> Passage to read
::::
He told us he started at necessity because he wanted his kids to play baseball I think you asked the Boys Club if they did it and they said, “Why won’t you start doing that?” and I think that is how you got started. So tell us exactly how that came to be?

[0:32:01.6] HJ: Well I went over to Penick Boys Club to sign the kids up for baseball and basketball and Greg Morris, unfortunately he’s no longer with us anymore. He passed away about a year or so ago, an incredible man. He had been at Penick for over 30 years but Greg gave me my first coaching job and for years, I coached at the clubs and then I began doing work. Jay Rogers was sports top who is a trustee for the Lamar Porter field and is also on the board of directors. He called me for fence projects and then that turned into just giving them fences and so then about 10 years ago, I got put on the board of directors for the Boys and Girls Club.

[0:33:03.1] KM: Elected.

[0:33:04.3] HJ: Elected, yes and then –

[0:33:05.2] KM: There you go, elected, but you played baseball.

[0:33:07.2] HJ: I did, I played a bit.

[0:33:08.4] KM: So you know about baseball?

[0:33:09.3] HJ: I do.

[0:33:09.8] KM: Did you play in college?

[0:33:10.7] HJ: I didn’t, no.

[0:33:12.0] KM: But you just loved it.

[0:33:12.8] HJ: I do. I love it. I played here in Little Rock when I was growing up with Rosedale Optimus Club and then played American Legion Baseball for three years and then I should have continued in college but I didn’t, but I needed to work so.

[0:33:31.8] KM: Well you get to live vicariously through your kids. Do any of them play baseball?

[0:33:34.5] HJ: The boys played four sports, they were really good athletes. None of them played college but they did play baseball, football, basketball and soccer.

[0:33:44.5] KM: Well you look like you’d come from good stock.

[0:33:46.1] HJ: Well thank you.

[0:33:47.2] KM: You do, you look like you could be on the line of a football team.

[0:33:51.9] HJ: Well I played a little football in high school. I just played longer and thinking back maybe one of the things I would have done is stayed in sports a little bit longer.

[0:34:02.8] KM: So why do you think sports are important for young men?

[0:34:05.4] HJ: I think it is very important for being on a team, for being involved with the team aspect to where you are a part of something, you are a part of the team. I think individual sports are important also, tennis and golf, but I think you put the aspect of playing on a team, it’s just you learn about team work.

[0:34:30.0] KM: It is hard to play with others. I mean just in general, it is hard to get along with them. You have to have a lot of forgiveness.

[0:34:36.7] HJ: Well you do, it is important but –

[0:34:39.0] KM: So learn it early.

[0:34:40.1] HJ: I think a lot of times especially in our RBI league, we have kids that don’t really know how to play baseball. They just want to play and we have a spot for them. Everybody gets to play and what happens in our league is some of the older kids act as mentors to these younger kids and they tend to take them under their wing, and they tend to reach out and try to teach them. You know try to explain to them what to do when the ball’s hit to them.
::::
> Rows from a dataset for box labeling
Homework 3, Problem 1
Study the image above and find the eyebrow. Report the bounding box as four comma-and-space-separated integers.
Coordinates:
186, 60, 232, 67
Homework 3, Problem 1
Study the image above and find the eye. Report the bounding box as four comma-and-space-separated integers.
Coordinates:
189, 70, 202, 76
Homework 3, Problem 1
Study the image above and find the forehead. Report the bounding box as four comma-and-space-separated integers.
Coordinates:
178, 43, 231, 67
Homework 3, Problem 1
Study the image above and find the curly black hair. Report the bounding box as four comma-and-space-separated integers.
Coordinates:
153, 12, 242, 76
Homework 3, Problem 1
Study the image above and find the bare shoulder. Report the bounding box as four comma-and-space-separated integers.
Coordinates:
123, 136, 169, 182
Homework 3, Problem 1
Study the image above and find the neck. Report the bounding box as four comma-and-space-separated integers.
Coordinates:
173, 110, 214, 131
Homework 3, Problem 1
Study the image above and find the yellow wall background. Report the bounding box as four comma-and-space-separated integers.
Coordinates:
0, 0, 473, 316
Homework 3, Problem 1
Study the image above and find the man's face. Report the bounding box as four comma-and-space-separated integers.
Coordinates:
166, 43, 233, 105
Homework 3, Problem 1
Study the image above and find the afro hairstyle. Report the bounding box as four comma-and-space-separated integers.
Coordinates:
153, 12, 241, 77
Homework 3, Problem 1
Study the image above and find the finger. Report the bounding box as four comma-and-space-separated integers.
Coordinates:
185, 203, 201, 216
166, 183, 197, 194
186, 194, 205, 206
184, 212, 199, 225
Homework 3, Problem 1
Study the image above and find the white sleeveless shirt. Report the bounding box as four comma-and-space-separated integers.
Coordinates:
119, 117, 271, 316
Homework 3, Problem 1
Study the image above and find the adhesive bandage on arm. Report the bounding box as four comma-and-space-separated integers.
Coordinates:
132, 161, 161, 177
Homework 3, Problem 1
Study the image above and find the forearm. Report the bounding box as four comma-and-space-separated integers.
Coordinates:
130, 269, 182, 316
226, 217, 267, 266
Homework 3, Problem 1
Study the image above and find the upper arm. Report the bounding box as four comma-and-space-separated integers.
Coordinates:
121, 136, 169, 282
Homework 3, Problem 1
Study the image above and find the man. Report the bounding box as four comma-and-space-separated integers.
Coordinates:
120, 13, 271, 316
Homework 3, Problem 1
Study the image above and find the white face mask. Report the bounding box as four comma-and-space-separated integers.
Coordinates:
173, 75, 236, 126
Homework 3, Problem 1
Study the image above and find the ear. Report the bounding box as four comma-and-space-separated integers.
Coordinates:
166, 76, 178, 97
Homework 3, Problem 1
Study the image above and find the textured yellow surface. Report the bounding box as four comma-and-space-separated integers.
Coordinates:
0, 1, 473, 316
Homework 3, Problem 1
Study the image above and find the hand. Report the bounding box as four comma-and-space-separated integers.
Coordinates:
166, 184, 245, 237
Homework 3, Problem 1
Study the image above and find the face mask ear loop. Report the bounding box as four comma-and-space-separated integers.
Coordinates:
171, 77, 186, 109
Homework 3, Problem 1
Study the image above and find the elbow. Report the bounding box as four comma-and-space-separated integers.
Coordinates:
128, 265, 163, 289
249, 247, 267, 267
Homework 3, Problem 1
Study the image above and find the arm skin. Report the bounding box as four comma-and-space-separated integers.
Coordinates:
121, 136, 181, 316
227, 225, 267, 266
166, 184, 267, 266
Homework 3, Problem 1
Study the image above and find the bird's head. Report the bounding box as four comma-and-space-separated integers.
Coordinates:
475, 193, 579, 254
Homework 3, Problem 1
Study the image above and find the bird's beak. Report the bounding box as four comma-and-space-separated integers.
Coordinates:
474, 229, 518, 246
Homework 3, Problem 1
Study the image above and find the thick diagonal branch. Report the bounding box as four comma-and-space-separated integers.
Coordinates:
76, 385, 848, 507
::::
Please say how many years HJ played American Legion Baseball, according to the interview transcript. This data comes from a separate source.

> Worked answer
Three years.